**Document text**
*** Block opens ***

A groundbreaking library has been created that hopes to represent all of humanity and ensure that no genetic variations are left out.
The entire human genome was first sequenced in April 2003 as part of the landmark Human Genome Project, and the news was shared with well-deserved fanfare. It provided fundamental information about the human blueprint (DNA) and showed that we all share 99.6 percent of genetic information.
Now twenty years later, scientists are still working to decipher the remaining 0.4 percent, which represents the variety and diversity of the human species. There is good news however, as researcher from many countries including Canada, Denmark, Germany, Italy, Japan, Spain, the UAE, the UK, and the US, have now created what they have dubbed the human pangenome reference consortium. This is a collection of sequenced human genomes with the aim to represent a wide variety of DNA sequences found across Homo sapiens. It is the first step in comparing genetic variation that will enable us to understand how our genes vary and mutate.
What is a genome?

*** Block closes ***

**Given information**
*** Block opens ***

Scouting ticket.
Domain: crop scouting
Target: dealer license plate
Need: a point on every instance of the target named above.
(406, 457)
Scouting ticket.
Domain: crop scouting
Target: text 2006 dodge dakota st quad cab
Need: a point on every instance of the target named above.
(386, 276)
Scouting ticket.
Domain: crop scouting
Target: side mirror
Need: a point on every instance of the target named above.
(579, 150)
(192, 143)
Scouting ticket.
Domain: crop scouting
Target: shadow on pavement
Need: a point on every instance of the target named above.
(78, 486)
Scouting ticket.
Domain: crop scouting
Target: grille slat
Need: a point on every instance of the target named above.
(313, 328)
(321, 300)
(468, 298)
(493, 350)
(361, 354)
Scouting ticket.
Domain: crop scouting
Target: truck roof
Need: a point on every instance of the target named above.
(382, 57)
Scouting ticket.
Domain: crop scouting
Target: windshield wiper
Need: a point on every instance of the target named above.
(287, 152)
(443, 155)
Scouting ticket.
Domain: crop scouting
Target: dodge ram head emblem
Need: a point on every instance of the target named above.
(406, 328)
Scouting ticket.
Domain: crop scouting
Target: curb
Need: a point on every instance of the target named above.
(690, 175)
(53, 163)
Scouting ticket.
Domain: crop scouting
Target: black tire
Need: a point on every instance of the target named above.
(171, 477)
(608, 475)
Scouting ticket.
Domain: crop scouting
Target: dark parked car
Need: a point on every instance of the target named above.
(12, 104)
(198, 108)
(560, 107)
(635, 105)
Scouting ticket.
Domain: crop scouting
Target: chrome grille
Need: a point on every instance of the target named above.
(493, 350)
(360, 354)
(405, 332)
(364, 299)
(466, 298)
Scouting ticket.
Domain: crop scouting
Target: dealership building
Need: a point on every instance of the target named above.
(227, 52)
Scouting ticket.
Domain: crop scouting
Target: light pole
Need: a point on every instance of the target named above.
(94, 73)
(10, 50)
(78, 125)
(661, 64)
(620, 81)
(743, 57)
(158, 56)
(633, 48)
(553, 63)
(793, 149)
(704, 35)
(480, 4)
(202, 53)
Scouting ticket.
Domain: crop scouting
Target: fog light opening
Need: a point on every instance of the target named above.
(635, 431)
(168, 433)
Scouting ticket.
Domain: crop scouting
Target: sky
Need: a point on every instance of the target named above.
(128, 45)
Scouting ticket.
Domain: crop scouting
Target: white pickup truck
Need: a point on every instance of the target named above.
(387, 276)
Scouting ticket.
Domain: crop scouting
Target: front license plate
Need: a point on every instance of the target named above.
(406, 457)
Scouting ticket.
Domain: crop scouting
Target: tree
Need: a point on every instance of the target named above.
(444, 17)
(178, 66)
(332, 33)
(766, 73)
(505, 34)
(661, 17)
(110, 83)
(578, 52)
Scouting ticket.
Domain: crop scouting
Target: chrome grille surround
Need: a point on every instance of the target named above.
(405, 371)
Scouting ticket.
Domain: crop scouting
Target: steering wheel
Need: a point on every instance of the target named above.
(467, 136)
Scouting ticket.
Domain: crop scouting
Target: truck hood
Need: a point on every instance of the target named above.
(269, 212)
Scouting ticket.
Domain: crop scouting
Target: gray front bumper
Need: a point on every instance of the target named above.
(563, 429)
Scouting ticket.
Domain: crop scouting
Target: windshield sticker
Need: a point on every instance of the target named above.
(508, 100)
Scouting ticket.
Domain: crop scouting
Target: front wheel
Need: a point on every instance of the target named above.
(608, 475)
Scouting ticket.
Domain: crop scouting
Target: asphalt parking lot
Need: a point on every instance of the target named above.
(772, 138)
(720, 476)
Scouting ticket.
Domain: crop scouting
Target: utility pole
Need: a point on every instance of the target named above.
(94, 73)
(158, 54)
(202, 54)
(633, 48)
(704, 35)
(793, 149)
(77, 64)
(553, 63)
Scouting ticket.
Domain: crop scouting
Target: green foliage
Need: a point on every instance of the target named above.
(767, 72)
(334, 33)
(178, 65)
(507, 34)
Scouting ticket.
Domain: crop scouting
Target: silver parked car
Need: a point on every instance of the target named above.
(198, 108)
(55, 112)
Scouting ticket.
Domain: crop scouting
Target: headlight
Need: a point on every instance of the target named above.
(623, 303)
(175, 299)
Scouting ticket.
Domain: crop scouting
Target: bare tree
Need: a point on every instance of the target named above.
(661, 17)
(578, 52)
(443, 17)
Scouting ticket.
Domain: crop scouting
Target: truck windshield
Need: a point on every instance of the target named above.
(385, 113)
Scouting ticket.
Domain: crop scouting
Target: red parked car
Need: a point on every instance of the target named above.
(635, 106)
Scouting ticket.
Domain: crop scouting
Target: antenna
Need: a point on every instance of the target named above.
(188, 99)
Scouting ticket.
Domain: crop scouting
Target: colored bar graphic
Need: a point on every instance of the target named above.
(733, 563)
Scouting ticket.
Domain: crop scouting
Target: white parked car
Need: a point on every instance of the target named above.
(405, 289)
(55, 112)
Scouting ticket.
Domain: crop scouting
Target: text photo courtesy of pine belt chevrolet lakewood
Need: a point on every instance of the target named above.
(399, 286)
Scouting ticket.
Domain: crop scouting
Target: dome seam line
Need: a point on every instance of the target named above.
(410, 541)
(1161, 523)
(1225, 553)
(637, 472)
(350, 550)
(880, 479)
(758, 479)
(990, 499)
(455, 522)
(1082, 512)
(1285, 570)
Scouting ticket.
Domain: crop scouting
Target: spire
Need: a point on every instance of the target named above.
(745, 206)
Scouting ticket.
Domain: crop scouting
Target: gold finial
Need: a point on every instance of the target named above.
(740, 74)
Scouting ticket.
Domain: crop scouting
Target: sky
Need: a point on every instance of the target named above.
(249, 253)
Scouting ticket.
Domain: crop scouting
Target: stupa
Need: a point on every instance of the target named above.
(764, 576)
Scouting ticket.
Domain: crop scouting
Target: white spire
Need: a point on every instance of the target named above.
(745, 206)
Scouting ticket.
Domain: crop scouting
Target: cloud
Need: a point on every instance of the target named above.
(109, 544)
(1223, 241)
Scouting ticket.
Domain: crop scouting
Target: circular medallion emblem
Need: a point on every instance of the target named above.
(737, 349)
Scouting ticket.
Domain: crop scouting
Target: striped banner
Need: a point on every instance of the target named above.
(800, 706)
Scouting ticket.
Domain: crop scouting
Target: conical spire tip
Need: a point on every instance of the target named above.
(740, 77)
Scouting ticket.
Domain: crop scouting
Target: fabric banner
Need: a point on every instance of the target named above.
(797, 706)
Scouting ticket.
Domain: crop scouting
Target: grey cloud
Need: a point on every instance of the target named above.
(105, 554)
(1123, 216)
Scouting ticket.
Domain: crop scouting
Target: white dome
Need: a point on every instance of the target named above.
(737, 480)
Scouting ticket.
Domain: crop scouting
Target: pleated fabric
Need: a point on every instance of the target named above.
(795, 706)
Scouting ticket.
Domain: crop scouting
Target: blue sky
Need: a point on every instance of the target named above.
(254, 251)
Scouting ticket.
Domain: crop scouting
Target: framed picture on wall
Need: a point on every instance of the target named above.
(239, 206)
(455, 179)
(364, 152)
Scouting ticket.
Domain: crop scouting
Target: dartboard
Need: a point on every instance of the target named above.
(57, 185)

*** Block closes ***

**Exercise description**
Continue the human pangenome article from where it stops, beginning with the section under the heading "What is a genome?".

**Output of the exercise**
A genome is all the genetic information of an organism. It consists of nucleotide sequences of DNA (or RNA in RNA viruses).
What is the pangenome?
The pangenome is a composite (or the beginnings of a library) of genome sequences from 47 people compiled into one data structure. It is essentially a map of genetic code and represents human beings of diverse ethnic backgrounds. These 47 genomes were compared to assess what is identical and what is different among people. The idea is for it to serve as a reference for researchers trying to predict, diagnose and treat diseases for a variety of people. It will also help to better understand genetic variation across our species.
According to Nature News: “Many of the samples being analysed are from people who took part in the 1000 Genomes Project, a sequencing effort initiated in 2008 to map genetic variation across 26 diverse populations. The participants’ frozen DNA samples are being defrosted and reanalysed by the pangenome consortium using a more detailed technique called ‘long-read sequencing’. This analyses longer sections of DNA at a time compared with older sequencing methods, and can distinguish between chromosome pairs from the same person. “It’s a much higher-resolution approach,” says Keolu Fox, a genome scientist at the University of California, San Diego..
While the Human Genome Project was itself groundbreaking, it sourced material from 20 people (mostly European) and the majority of its information was obtained from one mixed-race person. In the pangenome a composite of different genomes is compared to highlight variations.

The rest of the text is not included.